[Start of section]
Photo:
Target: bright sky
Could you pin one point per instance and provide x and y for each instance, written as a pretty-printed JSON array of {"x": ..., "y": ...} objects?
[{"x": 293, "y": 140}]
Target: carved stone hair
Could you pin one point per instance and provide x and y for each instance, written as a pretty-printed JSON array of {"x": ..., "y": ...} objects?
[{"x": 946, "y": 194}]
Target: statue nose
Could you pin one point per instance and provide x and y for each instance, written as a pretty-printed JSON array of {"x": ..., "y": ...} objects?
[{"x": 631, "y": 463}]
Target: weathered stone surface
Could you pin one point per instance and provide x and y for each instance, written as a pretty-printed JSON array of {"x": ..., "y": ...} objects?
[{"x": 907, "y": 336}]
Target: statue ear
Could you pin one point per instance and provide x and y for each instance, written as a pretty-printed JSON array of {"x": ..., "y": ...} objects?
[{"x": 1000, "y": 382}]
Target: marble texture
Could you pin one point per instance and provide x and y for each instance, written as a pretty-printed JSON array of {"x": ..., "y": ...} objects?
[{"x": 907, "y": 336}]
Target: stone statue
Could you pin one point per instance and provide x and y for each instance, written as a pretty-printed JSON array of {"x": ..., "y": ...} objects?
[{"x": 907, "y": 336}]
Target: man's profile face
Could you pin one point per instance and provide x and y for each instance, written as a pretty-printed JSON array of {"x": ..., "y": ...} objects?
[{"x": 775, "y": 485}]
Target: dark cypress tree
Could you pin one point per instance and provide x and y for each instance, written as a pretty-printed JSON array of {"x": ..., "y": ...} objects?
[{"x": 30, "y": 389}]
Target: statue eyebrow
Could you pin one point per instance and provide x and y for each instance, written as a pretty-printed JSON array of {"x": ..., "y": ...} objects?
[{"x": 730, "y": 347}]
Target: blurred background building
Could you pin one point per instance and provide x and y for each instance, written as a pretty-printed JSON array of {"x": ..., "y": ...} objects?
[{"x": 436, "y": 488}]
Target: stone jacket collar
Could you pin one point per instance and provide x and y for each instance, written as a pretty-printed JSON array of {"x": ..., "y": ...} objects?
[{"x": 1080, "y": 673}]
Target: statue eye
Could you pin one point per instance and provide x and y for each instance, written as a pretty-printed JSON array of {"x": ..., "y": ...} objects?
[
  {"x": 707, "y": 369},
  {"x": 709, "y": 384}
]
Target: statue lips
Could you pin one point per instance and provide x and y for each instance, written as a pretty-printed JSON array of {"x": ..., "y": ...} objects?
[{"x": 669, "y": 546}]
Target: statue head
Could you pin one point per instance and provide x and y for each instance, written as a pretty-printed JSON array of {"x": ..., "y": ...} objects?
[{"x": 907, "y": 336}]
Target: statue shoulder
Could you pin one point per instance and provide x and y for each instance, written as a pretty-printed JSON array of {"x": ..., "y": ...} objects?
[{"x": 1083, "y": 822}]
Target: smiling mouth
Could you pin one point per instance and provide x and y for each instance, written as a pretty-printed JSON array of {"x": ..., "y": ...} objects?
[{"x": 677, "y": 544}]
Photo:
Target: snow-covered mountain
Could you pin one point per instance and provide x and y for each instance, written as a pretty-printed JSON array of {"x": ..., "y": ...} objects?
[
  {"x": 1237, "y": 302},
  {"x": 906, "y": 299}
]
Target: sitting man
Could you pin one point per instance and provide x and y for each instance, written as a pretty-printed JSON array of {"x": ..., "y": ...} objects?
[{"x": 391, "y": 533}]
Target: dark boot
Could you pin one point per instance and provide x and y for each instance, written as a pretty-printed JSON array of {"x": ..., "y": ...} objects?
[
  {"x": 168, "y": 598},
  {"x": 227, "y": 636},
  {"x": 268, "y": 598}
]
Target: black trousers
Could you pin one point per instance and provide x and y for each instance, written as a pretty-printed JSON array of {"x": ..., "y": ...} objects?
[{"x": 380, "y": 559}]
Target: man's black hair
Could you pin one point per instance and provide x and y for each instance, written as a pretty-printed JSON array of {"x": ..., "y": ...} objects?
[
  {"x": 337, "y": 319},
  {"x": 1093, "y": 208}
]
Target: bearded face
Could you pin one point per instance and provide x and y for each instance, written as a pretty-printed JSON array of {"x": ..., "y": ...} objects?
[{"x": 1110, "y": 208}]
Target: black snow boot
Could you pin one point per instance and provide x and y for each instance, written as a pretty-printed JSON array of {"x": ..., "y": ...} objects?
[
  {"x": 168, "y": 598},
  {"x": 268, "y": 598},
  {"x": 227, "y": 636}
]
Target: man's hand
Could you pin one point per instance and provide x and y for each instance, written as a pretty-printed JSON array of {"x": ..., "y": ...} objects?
[End of section]
## Prompt
Without any alteration, retype all of the material above.

## Result for this exercise
Photo:
Target: bright sky
Could you pin one point per instance and provide x and y for each instance, written as a pretty-printed JSON array of {"x": ..., "y": ...} objects?
[{"x": 293, "y": 140}]
Target: carved stone hair
Could you pin one point per instance and provide x and y for each instance, written as a pretty-printed JSON array of {"x": ..., "y": ...} objects?
[{"x": 946, "y": 194}]
Target: statue nose
Could you pin one point per instance and provide x and y for each instance, written as a pretty-printed JSON array of {"x": ..., "y": ...} objects?
[{"x": 631, "y": 463}]
Target: weathered stone surface
Could you pin one point per instance and provide x and y for each instance, written as a pretty-printed JSON array of {"x": ..., "y": ...} objects?
[{"x": 907, "y": 336}]
Target: statue ear
Could you pin one point per instance and provide x and y for each instance, written as a pretty-printed JSON array of {"x": ..., "y": ...} objects?
[{"x": 1000, "y": 382}]
Target: marble texture
Could you pin one point per instance and provide x and y for each instance, written as a pretty-printed JSON array of {"x": ..., "y": ...} objects?
[{"x": 907, "y": 336}]
Target: stone statue
Could you pin one point per instance and provide x and y for each instance, written as a pretty-printed JSON array of {"x": ..., "y": ...} objects?
[{"x": 907, "y": 336}]
Target: man's profile face
Could you pin one point per instance and provide x and y for each instance, written as a pretty-printed JSON array of {"x": ..., "y": ...} objects?
[{"x": 775, "y": 485}]
Target: dark cypress tree
Could you pin one point per instance and provide x and y for each instance, written as a pretty-printed JSON array of {"x": ..., "y": ...} objects?
[{"x": 30, "y": 389}]
Target: statue eyebrow
Could you pin one point per instance and provide x and y for each instance, written as a pretty-printed JSON array of {"x": ..., "y": ...} objects?
[{"x": 730, "y": 347}]
Target: blurred background building
Could you pin one point per instance and provide x and y for each instance, written as a pretty-printed JSON array of {"x": ..., "y": ...} objects?
[{"x": 436, "y": 488}]
Target: stone jacket collar
Could you pin one point per instance and provide x and y for each instance, written as a pretty-printed JSON array of {"x": ..., "y": ...} objects?
[{"x": 1080, "y": 673}]
Target: statue eye
Could you pin one point per instance and provide x and y for each instance, written as a pretty-printed JSON array of {"x": ..., "y": ...} objects?
[
  {"x": 707, "y": 369},
  {"x": 709, "y": 384}
]
Target: statue lips
Could you pin one point per instance and provide x and y for each instance, written as a pretty-printed JSON array of {"x": ..., "y": ...} objects?
[{"x": 669, "y": 546}]
Target: statue head
Could you pin one point per instance and provide x and y for each instance, written as a pretty-printed JSON array of {"x": ..., "y": ...} objects?
[{"x": 907, "y": 336}]
Target: statue shoulder
Could you pin one point per instance and provide x and y for each instance, written as a pretty-printed JSON array of {"x": ..., "y": ...} objects?
[{"x": 1083, "y": 822}]
Target: smiling mouth
Could you pin one point per instance and provide x and y for each instance, written as a pretty-printed JSON array of {"x": ..., "y": ...} objects?
[{"x": 677, "y": 544}]
Photo:
Target: snow-covered mountain
Could you pin one point per instance and provide x and y for each instance, written as a pretty-printed JSON array of {"x": ..., "y": ...} objects?
[
  {"x": 1237, "y": 302},
  {"x": 906, "y": 299}
]
Target: sitting man
Could you pin one point per instance and provide x and y for each instance, written as a pretty-printed JSON array of {"x": ..., "y": ...} objects?
[{"x": 391, "y": 533}]
Target: dark boot
Could you pin one point per instance and provide x and y for each instance, written as a pretty-printed JSON array of {"x": ..., "y": ...} objects?
[
  {"x": 168, "y": 598},
  {"x": 227, "y": 636},
  {"x": 268, "y": 598}
]
Target: black trousers
Could you pin one point per instance and provide x and y for each instance, written as a pretty-printed JSON array of {"x": ..., "y": ...} objects?
[{"x": 380, "y": 559}]
Target: man's black hair
Could you pin one point per instance and provide x and y for each instance, written as a pretty-printed JSON array of {"x": ..., "y": ...} objects?
[
  {"x": 337, "y": 319},
  {"x": 1093, "y": 208}
]
Target: bearded face
Could you pin one point per instance and provide x and y for each instance, written as a pretty-printed JSON array of {"x": ..., "y": ...} objects?
[{"x": 1110, "y": 208}]
Target: black snow boot
Could you pin one point per instance and provide x and y for each instance, written as a pretty-printed JSON array of {"x": ..., "y": ...} objects?
[
  {"x": 168, "y": 598},
  {"x": 268, "y": 598},
  {"x": 227, "y": 636}
]
Target: man's hand
Could you pin one point per instance and provide x and y for each instance, written as a pretty-printed JSON array of {"x": ..., "y": ...} objects?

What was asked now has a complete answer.